== Records provided ==
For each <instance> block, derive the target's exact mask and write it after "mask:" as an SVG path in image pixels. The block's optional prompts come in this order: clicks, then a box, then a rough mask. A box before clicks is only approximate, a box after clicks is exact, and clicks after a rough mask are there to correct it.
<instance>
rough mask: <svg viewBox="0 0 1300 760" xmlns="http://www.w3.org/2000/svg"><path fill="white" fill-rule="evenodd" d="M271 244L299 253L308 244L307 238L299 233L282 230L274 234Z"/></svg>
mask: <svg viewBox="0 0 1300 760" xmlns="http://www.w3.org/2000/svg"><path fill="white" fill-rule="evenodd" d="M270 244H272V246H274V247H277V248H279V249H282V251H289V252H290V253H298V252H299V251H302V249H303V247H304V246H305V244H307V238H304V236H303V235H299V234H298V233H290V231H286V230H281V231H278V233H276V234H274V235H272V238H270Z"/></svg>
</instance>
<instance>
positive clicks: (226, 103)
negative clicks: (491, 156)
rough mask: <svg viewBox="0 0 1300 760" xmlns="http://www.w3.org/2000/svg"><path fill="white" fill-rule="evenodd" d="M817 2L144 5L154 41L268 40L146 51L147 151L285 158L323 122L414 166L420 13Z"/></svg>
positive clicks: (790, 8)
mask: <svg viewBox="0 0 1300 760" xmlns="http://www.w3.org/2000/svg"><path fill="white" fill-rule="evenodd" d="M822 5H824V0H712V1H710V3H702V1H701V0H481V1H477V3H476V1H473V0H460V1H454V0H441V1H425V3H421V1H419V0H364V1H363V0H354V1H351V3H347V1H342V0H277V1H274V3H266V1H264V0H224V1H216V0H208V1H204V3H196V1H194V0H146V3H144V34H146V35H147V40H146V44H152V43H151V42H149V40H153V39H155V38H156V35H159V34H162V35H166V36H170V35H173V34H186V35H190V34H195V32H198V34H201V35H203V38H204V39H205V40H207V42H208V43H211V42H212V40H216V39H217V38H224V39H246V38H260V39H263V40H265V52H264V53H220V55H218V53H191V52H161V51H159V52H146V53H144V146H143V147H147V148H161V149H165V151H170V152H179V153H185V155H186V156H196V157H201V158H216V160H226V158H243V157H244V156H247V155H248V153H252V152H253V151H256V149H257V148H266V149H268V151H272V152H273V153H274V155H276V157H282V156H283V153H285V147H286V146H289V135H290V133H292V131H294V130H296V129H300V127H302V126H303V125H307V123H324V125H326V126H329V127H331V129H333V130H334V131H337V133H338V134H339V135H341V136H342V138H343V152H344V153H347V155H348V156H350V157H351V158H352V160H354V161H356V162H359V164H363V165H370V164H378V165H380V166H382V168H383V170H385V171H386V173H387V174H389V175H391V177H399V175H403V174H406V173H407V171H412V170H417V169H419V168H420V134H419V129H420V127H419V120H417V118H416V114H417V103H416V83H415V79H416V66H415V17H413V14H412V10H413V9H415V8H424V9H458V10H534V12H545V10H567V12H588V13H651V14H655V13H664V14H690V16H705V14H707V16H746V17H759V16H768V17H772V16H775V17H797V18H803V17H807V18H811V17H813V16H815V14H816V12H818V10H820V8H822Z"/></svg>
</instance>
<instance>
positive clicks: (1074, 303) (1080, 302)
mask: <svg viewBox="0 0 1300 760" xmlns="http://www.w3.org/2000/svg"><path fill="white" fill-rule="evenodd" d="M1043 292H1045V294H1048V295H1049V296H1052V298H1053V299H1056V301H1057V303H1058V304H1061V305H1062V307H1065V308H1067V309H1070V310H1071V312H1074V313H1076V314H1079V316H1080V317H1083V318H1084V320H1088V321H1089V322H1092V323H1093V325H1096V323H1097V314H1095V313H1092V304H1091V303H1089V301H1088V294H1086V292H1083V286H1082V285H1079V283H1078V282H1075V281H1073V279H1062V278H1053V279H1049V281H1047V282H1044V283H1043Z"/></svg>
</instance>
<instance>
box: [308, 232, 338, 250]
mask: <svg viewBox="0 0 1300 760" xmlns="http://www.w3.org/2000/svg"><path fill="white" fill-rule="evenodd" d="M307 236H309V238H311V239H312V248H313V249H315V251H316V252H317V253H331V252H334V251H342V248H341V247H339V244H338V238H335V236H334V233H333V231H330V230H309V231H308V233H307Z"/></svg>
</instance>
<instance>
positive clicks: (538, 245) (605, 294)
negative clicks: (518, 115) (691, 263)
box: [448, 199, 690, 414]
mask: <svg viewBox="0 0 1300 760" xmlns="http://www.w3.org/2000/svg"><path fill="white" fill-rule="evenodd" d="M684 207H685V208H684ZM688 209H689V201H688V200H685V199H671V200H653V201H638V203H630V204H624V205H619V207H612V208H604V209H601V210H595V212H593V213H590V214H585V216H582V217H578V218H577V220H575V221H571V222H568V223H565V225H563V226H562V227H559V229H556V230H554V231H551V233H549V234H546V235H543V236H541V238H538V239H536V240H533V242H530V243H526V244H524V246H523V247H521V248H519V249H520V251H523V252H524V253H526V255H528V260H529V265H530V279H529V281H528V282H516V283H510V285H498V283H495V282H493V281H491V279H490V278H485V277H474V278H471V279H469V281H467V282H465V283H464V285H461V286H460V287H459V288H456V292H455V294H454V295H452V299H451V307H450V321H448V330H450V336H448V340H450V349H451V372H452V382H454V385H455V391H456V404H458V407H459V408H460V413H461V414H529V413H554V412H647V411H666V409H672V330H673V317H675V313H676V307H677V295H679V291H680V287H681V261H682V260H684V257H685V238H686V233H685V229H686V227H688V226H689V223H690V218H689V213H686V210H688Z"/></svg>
===
What is expected:
Would you print all of the entries exactly as they stand?

Written response:
For each <instance> block, derive the target's exact mask and write it after "mask:" as an SVG path in image pixels. The block's optional prompts come in this order: clicks, then a box, then a rough mask. A box before clicks is only approximate, a box after clicks is exact, and clicks after a rough mask are there to correct it.
<instance>
rough mask: <svg viewBox="0 0 1300 760" xmlns="http://www.w3.org/2000/svg"><path fill="white" fill-rule="evenodd" d="M271 244L299 253L308 244L307 238L299 233L282 230L274 234Z"/></svg>
mask: <svg viewBox="0 0 1300 760" xmlns="http://www.w3.org/2000/svg"><path fill="white" fill-rule="evenodd" d="M270 244H272V246H274V247H277V248H279V249H282V251H289V252H290V253H298V252H299V251H302V249H303V247H304V246H305V244H307V238H304V236H303V235H299V234H298V233H290V231H286V230H281V231H278V233H276V234H274V235H272V238H270Z"/></svg>
</instance>
<instance>
positive clicks: (226, 103)
negative clicks: (491, 156)
rough mask: <svg viewBox="0 0 1300 760" xmlns="http://www.w3.org/2000/svg"><path fill="white" fill-rule="evenodd" d="M817 2L144 5L154 41L268 40L146 51L147 151L285 158L323 122L414 166L420 13Z"/></svg>
positive clicks: (790, 8)
mask: <svg viewBox="0 0 1300 760" xmlns="http://www.w3.org/2000/svg"><path fill="white" fill-rule="evenodd" d="M822 5H824V0H712V1H710V3H702V1H701V0H481V1H477V3H476V1H473V0H460V1H454V0H441V1H425V3H421V1H419V0H364V1H363V0H354V1H351V3H347V1H342V0H277V1H274V3H266V1H264V0H224V1H216V0H208V1H204V3H196V1H194V0H146V3H144V34H146V35H147V40H146V44H152V43H151V42H149V40H153V39H155V38H156V35H159V34H162V35H166V36H170V35H173V34H186V35H190V34H195V32H198V34H201V35H203V38H204V39H205V40H207V42H208V43H211V42H212V40H216V39H217V38H224V39H246V38H260V39H263V40H265V52H264V53H220V55H218V53H191V52H161V51H159V52H146V53H144V146H143V147H147V148H161V149H165V151H170V152H179V153H185V155H186V156H196V157H201V158H216V160H226V158H243V157H244V156H247V155H248V153H252V152H253V151H256V149H257V148H266V149H268V151H272V152H273V153H274V155H276V157H282V156H283V153H285V147H286V146H289V135H290V133H292V131H294V130H296V129H300V127H302V126H303V125H307V123H324V125H326V126H329V127H331V129H333V130H334V131H337V133H338V134H339V135H341V136H342V138H343V152H344V153H347V155H348V156H350V157H351V158H352V160H354V161H356V162H359V164H363V165H370V164H378V165H380V166H382V168H383V170H385V171H386V173H387V174H389V175H391V177H399V175H403V174H406V173H407V171H412V170H417V169H419V168H420V134H419V129H420V127H419V120H417V118H416V114H417V103H416V83H415V79H416V66H415V17H413V14H412V10H413V9H415V8H424V9H458V10H534V12H545V10H567V12H588V13H651V14H655V13H664V14H690V16H705V14H707V16H746V17H759V16H768V17H772V16H775V17H797V18H803V17H807V18H811V17H813V16H815V14H816V12H818V10H820V8H822Z"/></svg>
</instance>
<instance>
positive clicks: (1074, 303) (1080, 302)
mask: <svg viewBox="0 0 1300 760" xmlns="http://www.w3.org/2000/svg"><path fill="white" fill-rule="evenodd" d="M1043 292H1045V294H1048V295H1049V296H1052V298H1053V299H1056V301H1057V303H1058V304H1061V305H1062V307H1065V308H1067V309H1070V310H1071V312H1074V313H1076V314H1079V316H1080V317H1083V318H1084V320H1088V321H1089V322H1092V323H1093V325H1096V323H1097V314H1095V313H1092V304H1091V303H1089V301H1088V294H1086V292H1083V286H1082V285H1079V283H1078V282H1075V281H1073V279H1062V278H1053V279H1049V281H1047V282H1044V283H1043Z"/></svg>
</instance>
<instance>
box: [308, 232, 338, 250]
mask: <svg viewBox="0 0 1300 760" xmlns="http://www.w3.org/2000/svg"><path fill="white" fill-rule="evenodd" d="M307 236H309V238H311V239H312V248H313V249H315V251H316V252H317V253H331V252H334V251H342V248H341V247H339V244H338V238H335V236H334V233H333V231H330V230H309V231H308V233H307Z"/></svg>
</instance>
<instance>
positive clicks: (538, 245) (605, 294)
negative clicks: (518, 115) (691, 263)
box: [448, 199, 690, 414]
mask: <svg viewBox="0 0 1300 760" xmlns="http://www.w3.org/2000/svg"><path fill="white" fill-rule="evenodd" d="M684 207H685V208H684ZM688 209H689V201H688V200H685V199H671V200H653V201H638V203H630V204H624V205H619V207H612V208H604V209H601V210H595V212H593V213H590V214H585V216H582V217H578V218H577V220H575V221H571V222H568V223H565V225H563V226H562V227H559V229H556V230H554V231H551V233H549V234H546V235H543V236H541V238H538V239H536V240H533V242H530V243H526V244H524V246H523V247H521V248H519V249H520V251H523V252H524V253H526V255H528V260H529V265H530V279H529V281H528V282H516V283H510V285H498V283H495V282H493V281H491V279H490V278H485V277H474V278H471V279H469V281H467V282H465V283H464V285H461V286H460V287H459V288H456V292H455V294H454V295H452V299H451V307H450V321H448V330H450V336H448V340H450V349H451V372H452V382H454V385H455V391H456V404H458V407H459V408H460V413H461V414H529V413H554V412H647V411H666V409H672V330H673V317H675V313H676V307H677V295H679V291H680V287H681V261H682V260H684V257H685V238H686V233H685V229H686V227H688V226H689V223H690V218H689V213H686V210H688Z"/></svg>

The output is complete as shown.